Given request
Please put the lines of the records below into a numbered list, from the line containing "Look at the photograph above. For each instance of the vertical" through the end of the records, both ends included. Leave out any blank lines.
──────── Entries ────────
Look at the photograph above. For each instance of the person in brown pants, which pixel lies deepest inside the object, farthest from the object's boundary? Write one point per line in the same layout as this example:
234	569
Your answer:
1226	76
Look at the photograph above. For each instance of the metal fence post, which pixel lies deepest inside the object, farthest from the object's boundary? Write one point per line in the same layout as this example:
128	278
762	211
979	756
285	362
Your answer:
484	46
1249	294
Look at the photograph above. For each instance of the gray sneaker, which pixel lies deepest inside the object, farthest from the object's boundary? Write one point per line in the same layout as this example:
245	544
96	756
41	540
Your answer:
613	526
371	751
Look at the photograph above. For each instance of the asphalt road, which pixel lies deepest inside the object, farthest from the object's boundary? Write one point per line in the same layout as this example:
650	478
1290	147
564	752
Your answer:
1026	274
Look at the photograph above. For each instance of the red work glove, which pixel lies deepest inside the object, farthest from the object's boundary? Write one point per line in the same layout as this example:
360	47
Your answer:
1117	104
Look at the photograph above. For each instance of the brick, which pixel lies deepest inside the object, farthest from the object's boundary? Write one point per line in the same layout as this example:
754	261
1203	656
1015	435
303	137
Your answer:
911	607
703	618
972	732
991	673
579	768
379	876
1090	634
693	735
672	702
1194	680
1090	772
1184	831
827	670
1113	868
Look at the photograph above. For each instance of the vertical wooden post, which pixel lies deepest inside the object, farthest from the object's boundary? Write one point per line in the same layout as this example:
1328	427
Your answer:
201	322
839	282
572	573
────────
The reply
1. Look at the photograph above. For each instance of the vertical wooden post, which pixel lies deepest inside the object, farthest from the object's boundary? Write one point per line in the same layout as this example:
2. 1328	427
3. Your answer:
4. 201	322
5. 839	282
6. 572	573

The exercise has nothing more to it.